# Excerpt
▽
Also note that it's not really a "virtual machine" comparable with java, this is how the developers actually describe it

    In a nutshell, nftables provides a pseudo-state machine with 4 general
    purpose registers of 128 bits and 1 specific purpose register to store
    verdicts. This pseudo-machine comes with an extensible instruction set,
    a.k.a. "expressions" in the nftables jargon. The expressions included
    in this patch provide the basic functionality, they are:
    
    * bitwise: to perform bitwise operations.
    * byteorder: to change from host/network endianess.
    * cmp: to compare data with the content of the registers.
    * counter: to enable counters on rules.
    * ct: to store conntrack keys into register.
    * exthdr: to match IPv6 extension headers.
    * immediate: to load data into registers.
    * limit: to limit matching based on packet rate.
    * log: to log packets.
    * meta: to match metainformation that usually comes with the skbuff.
    * nat: to perform Network Address Translation.
    * payload: to fetch data from the packet payload and store it into
      registers.
    * reject (IPv4 only): to explicitly close connection, eg. TCP RST.
    
    Using this instruction-set, the userspace utility 'nft' can transform
    the rules expressed in human-readable text representation (using a
    new syntax, inspired by tcpdump) to nftables bytecode.

krakensden · on Jan 20, 2014

I don't even think this is the first vm in the networking part of the kernel.

justincormack · on Jan 20, 2014

No, BPF is very old.

bjackman · on Jan 20, 2014

Great summaries, thanks! I love when kernel news is made as accessible as this (thanks also to LWN).

Looks like a pretty major release. I only wish I had a rackfull of cutting-edge SSDs to try out the new block layer on!

pshc · on Jan 20, 2014

Anyone heard any news on Google's user mode thread[1] kernel syscalls? I was really excited for that when it was announced but haven't heard a peep about it since.

[1]http://youtube.com/watch?v=KXuZi9aeGTw

gcr · on Jan 21, 2014

Is this similar to the old "Scheduler Activations" idea? http://homes.cs.washington.edu/~tom/pubs/sched_act.pdf

I'd love to see that idea wind up in a mainstream kernel.

twic · on Jan 21, 2014

It was in FreeBSD!

http://www.freebsd.cz/kse/index.html

For some reason, it didn't work out, and FreeBSD switched back to conventional threads, around 7.0, i think.

nopaste7 · on Jan 20, 2014

They never showed up on LKML.

arielweisberg · on Jan 20, 2014

Great to see the NUMA balancing in. My question has always been what workloads require NUMA balancing in the first place? If I present the kernel with the same number of threads as cores and keep all data local to a thread would the existing approach of allocating on the NUMA node the thread is running on have been enough?

diegocg · on Jan 20, 2014

This article explains the NUMA improvements in this release https://lwn.net/Articles/568870/

fsaintjacques · on Jan 20, 2014

When your process use more than half of the memory, e.g. DBs.
△
# Given material
▽
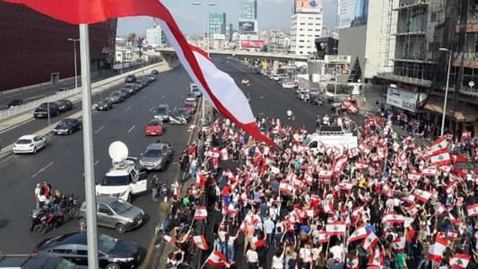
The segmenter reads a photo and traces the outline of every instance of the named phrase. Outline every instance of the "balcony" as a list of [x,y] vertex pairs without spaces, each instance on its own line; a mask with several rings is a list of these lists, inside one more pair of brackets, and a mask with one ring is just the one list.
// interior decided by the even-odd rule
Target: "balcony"
[[400,11],[407,8],[420,8],[428,7],[429,0],[403,0],[400,1],[398,6],[394,8],[394,11]]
△
# Objective A
In the nftables thread, how many general purpose registers does the pseudo-state machine provide, and what size is each?
# Objective B
Continue the kernel-release forum thread from the point at which it stops.
The lines are not needed for this work.

# Right answer A
It provides four general purpose registers of 128 bits each.

# Right answer B
arielweisberg · on Jan 20, 2014

The kernel will balance loaded threads across cores so with a policy of allocating off the local NUMA node you actually end up with balanced allocations in practice if you run shared nothing thread per core.

In memory databases are my day job so I am pretty interested in cases where things go south because memory isn't balanced. To date it appears like no special actions were necessary, stuff just ends up balanced across nodes.

That's why it would be great of someone could characterize when balancing is necessary outside of obvious cases like allocating an entire buffer pool from one thread.

fsaintjacques · on Jan 20, 2014

The problem is not the balanced memory allocation of the said process, but the kernel evicting IO caches:

https://groups.google.com/forum/#!topic/fa.linux.kernel/4IKY...

We experienced this bug in production on hardware where the cost of accessing the other node is exactly over 20 (the limit defined in the kernel).

node distances: node 0 1 0: 10 21 1: 21 10

pmenon · on Jan 20, 2014

You should take a look at "OLTP on Hardware Islands" in VLDB 2012: http://vldb.org/pvldb/vol5/p1447_danicaporobic_vldb2012.pdf

MichaelGG · on Jan 20, 2014

It applies to more than DBs. Running VoIP software, we found that just by setting CPU affinity, we got a major increase in performance. The software in question, FreeSWITCH, is inanely-threaded in a misguided believe that "more threads=more performance" (well that, and it's also just easier to program). When there's thousands of threads going, keeping them and their data local to one NUMA node or less really makes a huge difference.

sandGorgon · on Jan 20, 2014

3.13 is the first release with full opensource Intel Broadwell drivers - switched off by default though.

So by the time Broadwell actually lands in Q3-Q4, the kernel should have stabilized nicely. Perfect for a cheap Steambox.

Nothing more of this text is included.